**WHAT YOU NEED TO DO**
Rewrite all of the records below, replacing "tight bounding box" with "minimal bounding box" wherever it occurs and keeping every other line unchanged. Leave the pictures out of the rewritten records.

----------

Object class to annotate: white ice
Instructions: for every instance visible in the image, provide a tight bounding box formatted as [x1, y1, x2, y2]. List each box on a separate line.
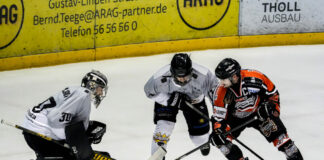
[0, 45, 324, 160]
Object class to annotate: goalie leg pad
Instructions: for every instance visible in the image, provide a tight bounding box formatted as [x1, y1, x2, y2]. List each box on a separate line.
[65, 122, 94, 160]
[154, 103, 179, 124]
[23, 132, 75, 160]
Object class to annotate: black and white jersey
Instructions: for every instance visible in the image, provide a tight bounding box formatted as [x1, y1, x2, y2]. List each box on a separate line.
[23, 87, 91, 140]
[144, 63, 218, 106]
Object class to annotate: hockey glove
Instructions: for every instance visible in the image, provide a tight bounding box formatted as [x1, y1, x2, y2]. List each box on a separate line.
[86, 121, 106, 144]
[92, 151, 111, 160]
[257, 101, 279, 121]
[168, 92, 182, 107]
[209, 120, 231, 146]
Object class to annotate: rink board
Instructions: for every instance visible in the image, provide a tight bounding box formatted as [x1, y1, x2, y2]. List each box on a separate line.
[0, 33, 324, 70]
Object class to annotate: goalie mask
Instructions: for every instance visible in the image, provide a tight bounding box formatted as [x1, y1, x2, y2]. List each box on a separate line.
[81, 70, 108, 108]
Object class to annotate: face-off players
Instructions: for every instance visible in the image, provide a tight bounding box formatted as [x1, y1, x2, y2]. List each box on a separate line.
[23, 70, 109, 160]
[211, 58, 303, 160]
[144, 53, 218, 158]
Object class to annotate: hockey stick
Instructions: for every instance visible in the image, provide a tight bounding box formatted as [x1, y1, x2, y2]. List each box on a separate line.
[148, 147, 166, 160]
[176, 101, 263, 160]
[0, 119, 116, 160]
[175, 118, 256, 160]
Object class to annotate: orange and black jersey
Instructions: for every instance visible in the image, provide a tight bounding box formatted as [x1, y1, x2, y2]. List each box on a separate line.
[213, 70, 280, 120]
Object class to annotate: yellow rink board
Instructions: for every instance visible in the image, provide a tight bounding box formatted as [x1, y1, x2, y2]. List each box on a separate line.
[0, 33, 324, 71]
[0, 0, 239, 58]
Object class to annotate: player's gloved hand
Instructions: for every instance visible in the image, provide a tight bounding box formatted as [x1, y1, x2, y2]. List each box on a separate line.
[213, 120, 230, 134]
[257, 101, 277, 121]
[92, 151, 111, 160]
[86, 121, 106, 144]
[209, 120, 231, 146]
[168, 92, 183, 107]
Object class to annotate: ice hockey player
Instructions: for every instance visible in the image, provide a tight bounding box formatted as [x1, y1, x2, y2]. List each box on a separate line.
[23, 70, 110, 160]
[144, 53, 218, 159]
[211, 58, 303, 160]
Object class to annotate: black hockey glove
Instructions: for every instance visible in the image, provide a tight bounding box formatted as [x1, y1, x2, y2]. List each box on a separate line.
[86, 121, 106, 144]
[209, 131, 228, 146]
[209, 119, 230, 146]
[257, 101, 277, 121]
[92, 151, 111, 160]
[168, 92, 182, 107]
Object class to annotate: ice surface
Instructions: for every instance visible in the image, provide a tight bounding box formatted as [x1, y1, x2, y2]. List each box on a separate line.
[0, 45, 324, 160]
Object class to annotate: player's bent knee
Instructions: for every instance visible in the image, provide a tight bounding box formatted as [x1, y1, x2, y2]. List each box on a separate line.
[219, 143, 243, 160]
[259, 118, 287, 142]
[189, 121, 210, 136]
[278, 140, 303, 160]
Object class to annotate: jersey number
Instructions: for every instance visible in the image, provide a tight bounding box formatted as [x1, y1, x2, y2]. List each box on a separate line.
[32, 97, 56, 113]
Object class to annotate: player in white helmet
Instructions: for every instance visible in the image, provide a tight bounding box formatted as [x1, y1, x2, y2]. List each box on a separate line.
[144, 53, 217, 159]
[23, 70, 109, 160]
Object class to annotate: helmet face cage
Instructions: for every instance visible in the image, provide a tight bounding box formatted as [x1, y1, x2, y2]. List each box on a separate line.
[170, 53, 192, 85]
[215, 58, 241, 80]
[81, 70, 108, 107]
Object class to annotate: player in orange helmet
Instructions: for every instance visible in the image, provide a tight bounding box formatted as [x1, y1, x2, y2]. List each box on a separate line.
[211, 58, 303, 160]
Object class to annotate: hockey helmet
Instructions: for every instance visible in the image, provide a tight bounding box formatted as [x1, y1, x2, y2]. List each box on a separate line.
[81, 70, 108, 107]
[170, 53, 192, 85]
[170, 53, 192, 77]
[215, 58, 241, 79]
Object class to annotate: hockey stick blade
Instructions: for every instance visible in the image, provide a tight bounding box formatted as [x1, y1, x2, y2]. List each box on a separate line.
[148, 147, 166, 160]
[176, 116, 260, 160]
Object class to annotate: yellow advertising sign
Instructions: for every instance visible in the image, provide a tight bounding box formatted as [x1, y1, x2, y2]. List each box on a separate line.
[0, 0, 239, 58]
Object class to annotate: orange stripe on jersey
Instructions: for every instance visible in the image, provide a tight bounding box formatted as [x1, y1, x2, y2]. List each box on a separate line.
[241, 70, 275, 92]
[214, 86, 227, 107]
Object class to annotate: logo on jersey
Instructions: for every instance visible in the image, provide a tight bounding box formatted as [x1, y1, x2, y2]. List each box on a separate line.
[177, 0, 231, 30]
[59, 112, 72, 122]
[0, 0, 24, 49]
[235, 96, 256, 109]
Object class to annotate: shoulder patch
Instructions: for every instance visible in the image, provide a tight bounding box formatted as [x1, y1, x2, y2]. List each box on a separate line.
[161, 77, 167, 83]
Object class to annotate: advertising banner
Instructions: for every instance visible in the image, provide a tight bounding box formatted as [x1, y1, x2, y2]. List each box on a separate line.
[0, 0, 239, 58]
[239, 0, 324, 35]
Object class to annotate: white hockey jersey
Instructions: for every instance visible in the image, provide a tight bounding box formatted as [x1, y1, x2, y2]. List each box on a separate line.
[144, 63, 218, 106]
[22, 87, 91, 140]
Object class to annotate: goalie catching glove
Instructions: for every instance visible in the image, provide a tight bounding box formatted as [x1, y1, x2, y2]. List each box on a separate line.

----------

**COMPLETED EXERCISE**
Object class to annotate: white ice
Instructions: for every instance visible in the image, provide a minimal bounding box formatted as [x1, y1, x2, y2]. List each box on a separate line.
[0, 45, 324, 160]
Object class to annotate: goalie leg pad
Instructions: for every instance visible in the image, provide a minimal bounding box formatted as [x1, y1, x2, y2]. List each box on a separate line.
[65, 122, 94, 160]
[154, 103, 179, 124]
[23, 132, 75, 160]
Object class to annotate: black and white jersey
Instructions: for every instance visible in the image, provide a minimal bounding box formatted as [x1, y1, x2, y2]. List each box on a separate line.
[23, 87, 91, 140]
[144, 63, 218, 106]
Object class to annotate: hockey glove
Instructions: for every instance visible in the image, provide a minimal bounding box formatted as [x1, y1, x2, y2]. List each box on a separate line.
[86, 121, 106, 144]
[92, 151, 111, 160]
[257, 101, 279, 121]
[168, 92, 182, 107]
[209, 120, 231, 146]
Object class to annotate: rink board
Instructions: for every instance visible in the image, provide a minimal bounding box formatted as [x1, y1, x2, y2]. List each box on a separate line.
[0, 33, 324, 70]
Object class to annotate: goalie mask
Instructions: for every instance visible in the image, provide a minimal bounding box formatted as [x1, y1, x2, y2]. List each box on a separate line.
[81, 70, 108, 108]
Object class to annotate: face-off players
Instructions: for every instance visible in the image, provide a minimal bounding box formatted as [x1, y1, x2, y2]. List each box on a separate line.
[23, 70, 109, 160]
[211, 58, 303, 160]
[144, 53, 218, 158]
Object class to annotate: hockey stick
Instructions: for every instance visible in the image, provide a minimal bounding box formatted as [x1, y1, x2, y2]. List each box on a separate line.
[148, 147, 166, 160]
[176, 101, 263, 160]
[0, 119, 116, 160]
[175, 118, 256, 160]
Object class to annotate: orange and black jersey
Instructions: for every instance visible in the image, provide a minimal bounding box formatted as [x1, y1, x2, y2]. List each box on a separate line.
[213, 70, 280, 120]
Object class to annotate: yellow rink board
Instructions: for every instance visible in the image, provide a minimal bounding box formatted as [x1, y1, x2, y2]. List each box on a separate line.
[0, 33, 324, 71]
[0, 0, 239, 58]
Object class to annotate: player's gloved hand
Instructions: for every instance visible in the image, provide a minimal bounding box formatted as [x1, y1, x2, y2]. List each box on a separate line.
[213, 120, 230, 134]
[257, 101, 277, 121]
[92, 151, 111, 160]
[86, 121, 106, 144]
[209, 120, 231, 146]
[168, 92, 183, 107]
Object class to annotate: ice hockey player
Instructions: for every instance visible in the image, provide a minimal bounding box formatted as [x1, y1, x2, y2]. List each box on a separate line.
[23, 70, 110, 160]
[144, 53, 218, 159]
[211, 58, 303, 160]
Object class to annotate: black hockey glove
Instructions: for every instance visible in the image, provide a minimal bounding box formatted as [x1, y1, x2, y2]. List each box on a separate line.
[86, 121, 106, 144]
[209, 131, 228, 146]
[209, 119, 230, 146]
[257, 101, 277, 121]
[92, 151, 111, 160]
[168, 92, 182, 107]
Object class to annotate: ice surface
Instructions: for every instance visible in the image, provide a minimal bounding box formatted as [x1, y1, x2, y2]. List each box on a separate line.
[0, 45, 324, 160]
Object class to annotate: player's bent knee
Instructions: for every instance visible in the image, provide a minimal bounding box formatted as [x1, y1, x2, y2]. List each box on a separate line.
[219, 143, 243, 160]
[259, 118, 287, 142]
[189, 121, 210, 136]
[278, 140, 303, 160]
Object class to annotate: jersey number
Instructions: for every instance visible in the image, provide a minimal bounding box formatted as [x1, y1, x2, y2]. List each box on a separate line.
[32, 97, 56, 113]
Object class to annotate: player in white helmet
Instructions: for every instance visible in the image, provide a minimal bounding box formatted as [x1, y1, x2, y2]. List each box on a separate line.
[144, 53, 217, 159]
[23, 70, 109, 160]
Object class to annotate: helmet face cage
Instructions: for every instance visible in the image, provide a minimal bounding box formatted as [x1, y1, x2, y2]. List each box on a separate line.
[170, 53, 192, 85]
[215, 58, 241, 80]
[81, 70, 108, 107]
Object class to annotate: player in orange helmet
Instructions: for every instance visible in the image, provide a minimal bounding box formatted as [x1, y1, x2, y2]. List each box on a separate line.
[211, 58, 303, 160]
Object class to annotate: hockey helmet
Instructions: for every instance visible in the image, provide a minimal bounding box formatted as [x1, y1, x2, y2]. List each box on a separate line.
[81, 70, 108, 107]
[170, 53, 192, 85]
[170, 53, 192, 77]
[215, 58, 241, 79]
Object class to annotate: hockey stick blade
Instructions: for every instance visible in the image, provide a minimal bounding box formatted as [x1, y1, x2, y2]. List each box on a separate line.
[148, 147, 166, 160]
[176, 116, 260, 160]
Object class to annotate: yellow advertising sign
Instructions: for every instance visible in the image, provide a minimal bounding box formatted as [x1, y1, x2, y2]. List each box on a separate line.
[0, 0, 239, 58]
Object class to annotate: orange stripe on jersey
Instructions: for every instance visible in the image, provide a minimal bounding box formatted as [x1, y1, x2, y2]. List each box on a separate line.
[241, 70, 275, 92]
[214, 86, 227, 107]
Object class to annotate: logo on jersey
Instructions: for every instance visible in the image, provide a minimal bounding box formatted as [x1, y1, x2, y2]. List each box on a separate line.
[177, 0, 231, 30]
[59, 112, 72, 122]
[0, 0, 24, 49]
[235, 96, 256, 109]
Object class to annotate: shoulder patch
Instructions: for every instance visible in the image, provide a minimal bounding box formatted as [x1, y1, x2, y2]. List each box on a separate line.
[161, 77, 167, 83]
Object class to annotate: advertising banner
Instructions: for every instance visible in the image, provide a minimal bounding box formatted as [x1, y1, x2, y2]. List each box on a separate line.
[0, 0, 239, 58]
[239, 0, 324, 35]
Object class to annotate: white hockey jersey
Instructions: for every instance visible in the image, provide a minimal bounding box formatted as [x1, y1, x2, y2]. List each box on a separate line.
[144, 63, 218, 106]
[22, 87, 91, 140]
Object class to annotate: goalie catching glove
Instructions: for every instance visible in the image, provide a minimal bounding box formatted as [x1, y1, x2, y2]. List each box on a separate line.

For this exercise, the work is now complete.